## SUPPLIED MATERIAL
━━━━━━━━━━━━━━━━━━━━
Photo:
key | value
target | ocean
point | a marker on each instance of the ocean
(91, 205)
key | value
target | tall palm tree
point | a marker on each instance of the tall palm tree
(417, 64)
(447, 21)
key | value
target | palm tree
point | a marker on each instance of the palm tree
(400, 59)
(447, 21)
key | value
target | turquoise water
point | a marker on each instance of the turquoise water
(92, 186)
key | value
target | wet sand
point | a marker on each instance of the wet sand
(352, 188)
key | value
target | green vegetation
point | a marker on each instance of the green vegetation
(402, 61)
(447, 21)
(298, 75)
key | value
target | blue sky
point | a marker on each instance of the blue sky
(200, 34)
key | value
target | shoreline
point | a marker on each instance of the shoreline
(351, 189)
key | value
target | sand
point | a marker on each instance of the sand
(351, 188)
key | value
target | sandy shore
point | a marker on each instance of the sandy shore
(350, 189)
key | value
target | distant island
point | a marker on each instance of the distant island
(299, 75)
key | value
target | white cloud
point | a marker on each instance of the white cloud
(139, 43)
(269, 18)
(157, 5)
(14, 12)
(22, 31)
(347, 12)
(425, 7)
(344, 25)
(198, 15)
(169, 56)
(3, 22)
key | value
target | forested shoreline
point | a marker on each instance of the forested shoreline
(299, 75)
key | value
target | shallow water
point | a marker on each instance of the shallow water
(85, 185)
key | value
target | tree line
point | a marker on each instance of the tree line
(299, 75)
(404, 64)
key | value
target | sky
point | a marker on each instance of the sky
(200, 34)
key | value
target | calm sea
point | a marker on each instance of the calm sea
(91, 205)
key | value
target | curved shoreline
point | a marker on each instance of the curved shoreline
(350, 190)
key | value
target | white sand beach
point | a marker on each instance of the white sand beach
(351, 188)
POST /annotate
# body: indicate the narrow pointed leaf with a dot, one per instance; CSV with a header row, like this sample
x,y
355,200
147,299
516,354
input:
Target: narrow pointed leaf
━━━━━━━━━━━━━━━━━━━━
## EXERCISE DESCRIPTION
Convert every line of the listing above into a JSON array of strings, one string per line, omitting any blank lines.

## RESULT
[
  "Photo:",
  "key | value",
  "target | ocean",
  "point | a marker on each instance of the ocean",
  "(91, 205)",
  "key | value",
  "target | tall palm tree",
  "point | a marker on each instance of the tall palm tree",
  "(417, 64)",
  "(447, 21)",
  "key | value",
  "target | palm tree",
  "point | a marker on each instance of the palm tree",
  "(400, 59)",
  "(447, 21)",
  "key | value",
  "target | turquoise water",
  "point | a marker on each instance of the turquoise water",
  "(92, 186)",
  "key | value",
  "target | wet sand",
  "point | a marker on each instance of the wet sand",
  "(352, 188)",
  "key | value",
  "target | green vegetation",
  "point | a marker on each instance of the green vegetation",
  "(402, 61)",
  "(447, 21)",
  "(298, 75)",
  "key | value",
  "target | blue sky",
  "point | a marker on each instance of the blue sky",
  "(200, 34)",
  "key | value",
  "target | shoreline",
  "point | a marker on each instance of the shoreline",
  "(351, 189)",
  "key | value",
  "target | sand",
  "point | a marker on each instance of the sand",
  "(351, 188)",
  "key | value",
  "target | sandy shore",
  "point | a marker on each instance of the sandy shore",
  "(350, 189)",
  "key | value",
  "target | distant island",
  "point | a marker on each instance of the distant island",
  "(299, 75)",
  "key | value",
  "target | white cloud",
  "point | a marker on each instance of the white cloud",
  "(139, 43)",
  "(269, 18)",
  "(157, 5)",
  "(14, 12)",
  "(22, 31)",
  "(347, 12)",
  "(425, 7)",
  "(344, 25)",
  "(198, 15)",
  "(169, 56)",
  "(3, 22)",
  "key | value",
  "target | forested shoreline",
  "point | a marker on each instance of the forested shoreline",
  "(299, 75)",
  "key | value",
  "target | shallow water",
  "point | a marker on each instance of the shallow water",
  "(85, 185)",
  "key | value",
  "target | tree line",
  "point | a marker on each instance of the tree line",
  "(299, 75)",
  "(404, 64)",
  "key | value",
  "target | sky",
  "point | a marker on each instance of the sky",
  "(200, 34)",
  "key | value",
  "target | calm sea",
  "point | a marker on each instance of the calm sea",
  "(91, 205)",
  "key | value",
  "target | curved shoreline",
  "point | a marker on each instance of the curved shoreline",
  "(350, 190)",
  "key | value",
  "target | white sand beach",
  "point | a marker on each instance of the white sand beach",
  "(351, 188)",
  "POST /annotate",
  "# body: indicate the narrow pointed leaf with a dot, one per instance; CSV with a header row, like this sample",
  "x,y",
  "355,200",
  "147,299",
  "516,354",
  "input:",
  "Target: narrow pointed leaf"
]